#### [What to do]
Count the lines in the records below that contain the string "nose" with its case matched exactly, and reply with that number alone.

#### [Excerpted records]
■ ■ ■

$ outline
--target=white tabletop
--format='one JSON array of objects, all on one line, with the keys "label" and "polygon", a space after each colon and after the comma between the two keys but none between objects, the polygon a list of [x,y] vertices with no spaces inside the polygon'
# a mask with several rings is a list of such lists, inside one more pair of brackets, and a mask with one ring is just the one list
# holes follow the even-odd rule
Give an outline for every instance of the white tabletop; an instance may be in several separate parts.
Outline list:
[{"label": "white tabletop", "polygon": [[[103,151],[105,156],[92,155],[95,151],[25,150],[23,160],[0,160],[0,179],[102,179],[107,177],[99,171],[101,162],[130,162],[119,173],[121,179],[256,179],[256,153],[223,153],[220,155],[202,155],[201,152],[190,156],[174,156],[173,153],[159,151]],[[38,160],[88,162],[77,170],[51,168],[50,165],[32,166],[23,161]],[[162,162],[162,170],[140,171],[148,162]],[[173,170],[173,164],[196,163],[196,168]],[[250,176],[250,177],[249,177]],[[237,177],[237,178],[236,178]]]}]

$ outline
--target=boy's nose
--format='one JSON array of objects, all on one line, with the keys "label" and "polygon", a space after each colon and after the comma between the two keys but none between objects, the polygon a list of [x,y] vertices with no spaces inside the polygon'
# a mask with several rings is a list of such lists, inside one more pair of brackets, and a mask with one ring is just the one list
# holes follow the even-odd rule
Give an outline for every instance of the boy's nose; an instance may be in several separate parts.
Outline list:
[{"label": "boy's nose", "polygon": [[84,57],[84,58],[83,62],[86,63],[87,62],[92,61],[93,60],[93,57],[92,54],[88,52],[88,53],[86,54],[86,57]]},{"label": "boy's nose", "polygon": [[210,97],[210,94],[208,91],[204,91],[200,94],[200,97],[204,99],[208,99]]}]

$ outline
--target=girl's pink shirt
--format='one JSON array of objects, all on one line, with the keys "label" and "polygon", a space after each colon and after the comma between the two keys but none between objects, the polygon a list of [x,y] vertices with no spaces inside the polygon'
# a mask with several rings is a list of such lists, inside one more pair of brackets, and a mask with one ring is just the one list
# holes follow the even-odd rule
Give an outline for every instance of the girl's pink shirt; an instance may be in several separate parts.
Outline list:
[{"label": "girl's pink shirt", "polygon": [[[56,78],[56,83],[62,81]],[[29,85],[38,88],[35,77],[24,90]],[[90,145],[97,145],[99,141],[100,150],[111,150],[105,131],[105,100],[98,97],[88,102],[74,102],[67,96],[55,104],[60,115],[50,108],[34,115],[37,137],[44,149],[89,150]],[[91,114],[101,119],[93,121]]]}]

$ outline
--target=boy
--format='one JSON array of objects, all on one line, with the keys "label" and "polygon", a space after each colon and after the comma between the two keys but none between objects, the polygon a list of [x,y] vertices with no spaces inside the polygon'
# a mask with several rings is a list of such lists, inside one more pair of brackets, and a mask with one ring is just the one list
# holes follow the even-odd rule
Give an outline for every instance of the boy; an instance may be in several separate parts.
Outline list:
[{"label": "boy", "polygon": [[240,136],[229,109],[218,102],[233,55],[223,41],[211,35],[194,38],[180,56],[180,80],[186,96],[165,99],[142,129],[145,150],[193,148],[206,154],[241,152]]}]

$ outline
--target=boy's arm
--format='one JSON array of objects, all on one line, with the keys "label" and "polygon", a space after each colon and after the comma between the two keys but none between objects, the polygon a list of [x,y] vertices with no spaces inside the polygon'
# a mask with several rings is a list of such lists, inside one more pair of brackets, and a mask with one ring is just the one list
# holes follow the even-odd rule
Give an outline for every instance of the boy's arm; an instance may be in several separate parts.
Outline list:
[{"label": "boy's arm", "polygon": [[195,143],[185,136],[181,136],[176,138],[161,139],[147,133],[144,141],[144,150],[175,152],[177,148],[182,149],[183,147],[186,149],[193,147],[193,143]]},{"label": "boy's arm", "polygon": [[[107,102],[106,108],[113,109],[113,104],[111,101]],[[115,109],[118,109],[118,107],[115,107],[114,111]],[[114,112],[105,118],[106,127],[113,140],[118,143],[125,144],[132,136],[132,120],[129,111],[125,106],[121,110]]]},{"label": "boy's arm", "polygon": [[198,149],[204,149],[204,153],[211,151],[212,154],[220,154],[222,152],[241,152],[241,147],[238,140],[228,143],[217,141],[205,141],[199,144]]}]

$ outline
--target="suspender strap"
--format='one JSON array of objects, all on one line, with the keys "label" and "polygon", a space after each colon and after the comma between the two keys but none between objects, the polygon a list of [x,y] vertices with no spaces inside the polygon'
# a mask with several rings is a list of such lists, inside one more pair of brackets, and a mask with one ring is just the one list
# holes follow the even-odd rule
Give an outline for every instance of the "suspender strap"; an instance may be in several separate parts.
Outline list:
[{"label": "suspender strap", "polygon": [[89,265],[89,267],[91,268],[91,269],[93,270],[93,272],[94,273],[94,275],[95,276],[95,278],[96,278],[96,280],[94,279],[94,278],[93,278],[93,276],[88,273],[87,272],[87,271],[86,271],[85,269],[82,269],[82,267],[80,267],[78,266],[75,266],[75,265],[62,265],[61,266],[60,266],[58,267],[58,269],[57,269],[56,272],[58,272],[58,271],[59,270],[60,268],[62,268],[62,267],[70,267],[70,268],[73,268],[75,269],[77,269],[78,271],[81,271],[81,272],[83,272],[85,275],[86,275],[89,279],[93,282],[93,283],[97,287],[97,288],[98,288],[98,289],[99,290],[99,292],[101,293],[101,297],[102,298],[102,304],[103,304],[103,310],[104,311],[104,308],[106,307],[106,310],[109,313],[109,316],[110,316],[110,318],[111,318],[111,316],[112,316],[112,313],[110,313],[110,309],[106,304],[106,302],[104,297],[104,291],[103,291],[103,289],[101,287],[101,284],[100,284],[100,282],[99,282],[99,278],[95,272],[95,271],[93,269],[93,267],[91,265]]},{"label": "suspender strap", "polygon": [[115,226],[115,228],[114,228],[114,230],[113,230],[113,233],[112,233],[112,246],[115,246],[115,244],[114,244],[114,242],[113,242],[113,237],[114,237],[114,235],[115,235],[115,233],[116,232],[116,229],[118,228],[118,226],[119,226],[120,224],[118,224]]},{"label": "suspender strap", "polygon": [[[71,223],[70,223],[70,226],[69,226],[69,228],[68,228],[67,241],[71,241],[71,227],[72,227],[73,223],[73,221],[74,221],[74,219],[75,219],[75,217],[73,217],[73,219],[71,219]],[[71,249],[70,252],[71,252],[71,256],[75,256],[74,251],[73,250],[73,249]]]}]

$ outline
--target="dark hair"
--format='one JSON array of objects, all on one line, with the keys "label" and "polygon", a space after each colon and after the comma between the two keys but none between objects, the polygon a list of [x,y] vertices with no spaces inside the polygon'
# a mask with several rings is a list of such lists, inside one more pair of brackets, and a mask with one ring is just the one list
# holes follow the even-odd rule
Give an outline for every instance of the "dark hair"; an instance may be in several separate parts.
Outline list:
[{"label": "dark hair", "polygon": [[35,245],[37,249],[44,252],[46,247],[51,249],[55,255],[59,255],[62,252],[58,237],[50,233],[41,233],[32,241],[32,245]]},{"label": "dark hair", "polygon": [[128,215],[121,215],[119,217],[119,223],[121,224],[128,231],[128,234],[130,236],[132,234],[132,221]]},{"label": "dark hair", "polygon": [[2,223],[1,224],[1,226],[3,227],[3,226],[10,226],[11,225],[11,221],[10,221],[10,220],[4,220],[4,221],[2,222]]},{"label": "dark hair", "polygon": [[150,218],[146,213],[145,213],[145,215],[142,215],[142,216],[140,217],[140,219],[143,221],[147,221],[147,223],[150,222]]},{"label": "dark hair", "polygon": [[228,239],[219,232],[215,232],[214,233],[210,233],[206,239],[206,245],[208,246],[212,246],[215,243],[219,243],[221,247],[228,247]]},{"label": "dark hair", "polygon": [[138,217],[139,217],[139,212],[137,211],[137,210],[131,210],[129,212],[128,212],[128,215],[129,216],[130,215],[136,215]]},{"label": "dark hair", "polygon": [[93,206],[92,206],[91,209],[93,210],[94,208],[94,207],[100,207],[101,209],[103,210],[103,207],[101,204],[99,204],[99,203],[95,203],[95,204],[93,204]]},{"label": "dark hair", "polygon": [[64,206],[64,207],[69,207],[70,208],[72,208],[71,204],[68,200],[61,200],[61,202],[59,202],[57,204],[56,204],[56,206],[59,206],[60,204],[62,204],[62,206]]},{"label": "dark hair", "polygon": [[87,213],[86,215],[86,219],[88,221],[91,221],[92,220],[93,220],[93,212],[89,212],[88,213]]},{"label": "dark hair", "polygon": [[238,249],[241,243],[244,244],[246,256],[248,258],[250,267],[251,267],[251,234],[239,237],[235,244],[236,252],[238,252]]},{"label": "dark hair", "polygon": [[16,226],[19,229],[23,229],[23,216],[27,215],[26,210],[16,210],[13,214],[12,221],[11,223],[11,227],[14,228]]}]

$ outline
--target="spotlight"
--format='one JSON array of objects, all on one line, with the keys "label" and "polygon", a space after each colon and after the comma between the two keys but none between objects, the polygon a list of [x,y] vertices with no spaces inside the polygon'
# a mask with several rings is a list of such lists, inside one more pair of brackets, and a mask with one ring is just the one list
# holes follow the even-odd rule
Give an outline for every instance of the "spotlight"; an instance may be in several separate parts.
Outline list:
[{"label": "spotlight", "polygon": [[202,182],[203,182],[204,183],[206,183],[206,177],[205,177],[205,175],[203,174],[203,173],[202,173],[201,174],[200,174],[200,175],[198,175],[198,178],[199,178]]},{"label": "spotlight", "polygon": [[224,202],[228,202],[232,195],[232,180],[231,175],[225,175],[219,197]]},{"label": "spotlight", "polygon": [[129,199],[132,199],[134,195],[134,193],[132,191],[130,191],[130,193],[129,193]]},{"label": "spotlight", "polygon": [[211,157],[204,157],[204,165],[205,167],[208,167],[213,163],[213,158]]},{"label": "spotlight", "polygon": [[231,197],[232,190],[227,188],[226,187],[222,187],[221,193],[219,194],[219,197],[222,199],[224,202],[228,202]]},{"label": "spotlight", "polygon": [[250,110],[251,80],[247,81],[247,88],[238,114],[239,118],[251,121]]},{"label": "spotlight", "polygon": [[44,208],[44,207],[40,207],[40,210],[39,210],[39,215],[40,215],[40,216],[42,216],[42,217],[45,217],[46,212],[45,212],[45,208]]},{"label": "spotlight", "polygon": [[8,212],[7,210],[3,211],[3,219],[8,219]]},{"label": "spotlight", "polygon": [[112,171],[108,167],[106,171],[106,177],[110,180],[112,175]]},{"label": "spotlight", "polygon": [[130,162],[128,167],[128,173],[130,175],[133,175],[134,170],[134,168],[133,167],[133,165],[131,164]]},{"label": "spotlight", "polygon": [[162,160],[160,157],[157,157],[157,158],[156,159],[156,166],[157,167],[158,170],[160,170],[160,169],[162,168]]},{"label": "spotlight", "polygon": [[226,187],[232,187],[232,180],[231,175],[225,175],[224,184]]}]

■ ■ ■

#### [Exercise output]
3